# Wrackangeln um Fehmarn



## FrankHB (24. Januar 2004)

Hi Kapteins

Die Tonne KO 5 ist ja jedem bekannt.

Von da aus ca. 7 SM liegt die KO 7 und daneben liegt auf ca. 18 Meter ein Wrack.
Es handelt sich um einen kleinen Fischkutter.
Der Kutter ist auch sehr gut auf dem Fischfinder als schwarzer Hügel zu erkennen.
Wenn es nicht so gut läuft mit Familie Dorsch fahre ich öfters das Wrack an.
Habe dort auch schon sehr gut gefangen.

Dieses Wrack wird auch sehr oft angefahren von Wracktauchern.
( Dann ist aber oben ein Sicherungsboot)
Habe mit ein paar Tauchern gesprochen, wie es da unten aussieht.

#### UNBEARBEITETE DATENSÄTZE
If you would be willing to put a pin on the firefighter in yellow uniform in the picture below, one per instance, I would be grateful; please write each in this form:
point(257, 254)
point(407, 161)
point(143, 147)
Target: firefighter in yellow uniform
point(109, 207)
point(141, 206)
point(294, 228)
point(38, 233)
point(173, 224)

#### ZIELE
[1] Beantworte zum Beitrag über das Wrackangeln um Fehmarn diese Fragen:
(a) In welcher Tiefe liegt das Wrack ungefähr?
(b) Um was für ein Schiff handelt es sich bei dem Wrack?
(c) Was befindet sich laut Beitrag oben, wenn Wracktaucher dort sind?
[2] Setze den Beitrag über das Wrackangeln um Fehmarn nach seinem letzten Satz fort.
Die Datensätze sind eigenständiges Material und gehören nicht zum Beitrag über das Wrackangeln um Fehmarn.

#### LÖSUNGEN
[1]
(a) In etwa 18 Metern Tiefe.
(b) Um einen kleinen Fischkutter.
(c) Ein Sicherungsboot.

[2]
Die berichteten mir, dass der Kutter noch Netze an Bord hat und in den Netzen soviele abgerissene Pilker sind, dass man einen Angelladen aufmachen kann.
Haben mir aber auch bestätigt, Fisch reichlich im Wrack und umzu.

Kennt von euch einer noch in dem Bereich um Fehmarn ein Wrack wo es sich lohnt zu fischen?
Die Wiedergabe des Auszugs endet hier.